Saved entries:

····················

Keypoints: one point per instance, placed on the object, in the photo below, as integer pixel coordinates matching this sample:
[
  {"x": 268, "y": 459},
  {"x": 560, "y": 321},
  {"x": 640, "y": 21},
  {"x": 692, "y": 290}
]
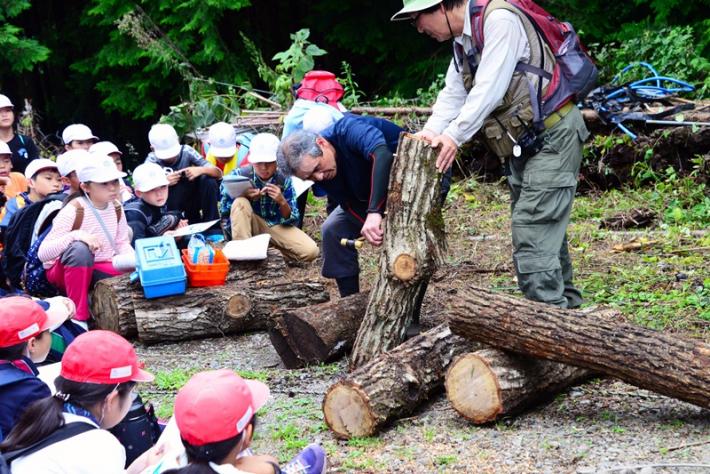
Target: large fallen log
[
  {"x": 668, "y": 364},
  {"x": 488, "y": 384},
  {"x": 319, "y": 333},
  {"x": 219, "y": 310},
  {"x": 112, "y": 306},
  {"x": 414, "y": 239},
  {"x": 392, "y": 384},
  {"x": 252, "y": 291},
  {"x": 112, "y": 298}
]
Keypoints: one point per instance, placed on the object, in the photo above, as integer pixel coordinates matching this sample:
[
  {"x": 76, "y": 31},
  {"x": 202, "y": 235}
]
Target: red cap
[
  {"x": 102, "y": 357},
  {"x": 217, "y": 405},
  {"x": 21, "y": 318}
]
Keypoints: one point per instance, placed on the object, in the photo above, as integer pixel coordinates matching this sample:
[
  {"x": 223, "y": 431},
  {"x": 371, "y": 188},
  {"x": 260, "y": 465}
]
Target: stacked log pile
[{"x": 252, "y": 292}]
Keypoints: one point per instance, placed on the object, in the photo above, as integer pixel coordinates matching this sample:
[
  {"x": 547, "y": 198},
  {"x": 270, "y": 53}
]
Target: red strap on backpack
[{"x": 320, "y": 86}]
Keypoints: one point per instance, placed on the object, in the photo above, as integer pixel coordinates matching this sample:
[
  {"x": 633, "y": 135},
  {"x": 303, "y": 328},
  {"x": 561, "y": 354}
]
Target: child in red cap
[
  {"x": 99, "y": 371},
  {"x": 215, "y": 413},
  {"x": 25, "y": 339}
]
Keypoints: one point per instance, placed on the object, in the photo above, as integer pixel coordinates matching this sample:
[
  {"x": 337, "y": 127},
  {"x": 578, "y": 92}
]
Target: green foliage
[
  {"x": 16, "y": 51},
  {"x": 353, "y": 94},
  {"x": 151, "y": 44},
  {"x": 293, "y": 64},
  {"x": 674, "y": 51}
]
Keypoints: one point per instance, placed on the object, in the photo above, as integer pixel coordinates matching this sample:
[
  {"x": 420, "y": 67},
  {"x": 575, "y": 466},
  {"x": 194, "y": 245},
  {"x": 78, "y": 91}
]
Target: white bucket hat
[
  {"x": 72, "y": 160},
  {"x": 99, "y": 169},
  {"x": 149, "y": 176},
  {"x": 164, "y": 140},
  {"x": 5, "y": 102},
  {"x": 38, "y": 165},
  {"x": 222, "y": 139},
  {"x": 104, "y": 148},
  {"x": 263, "y": 148},
  {"x": 77, "y": 131}
]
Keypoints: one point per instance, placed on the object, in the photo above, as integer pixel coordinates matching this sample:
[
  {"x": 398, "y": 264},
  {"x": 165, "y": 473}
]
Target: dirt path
[{"x": 598, "y": 427}]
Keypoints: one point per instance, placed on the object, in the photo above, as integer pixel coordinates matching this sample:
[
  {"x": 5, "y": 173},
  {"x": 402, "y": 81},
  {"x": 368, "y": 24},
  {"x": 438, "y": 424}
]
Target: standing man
[
  {"x": 498, "y": 82},
  {"x": 351, "y": 162}
]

····················

• **Instruction**: How many lines in the items above contain the string "Target"? Reply with the number alone.

• **Output**: 9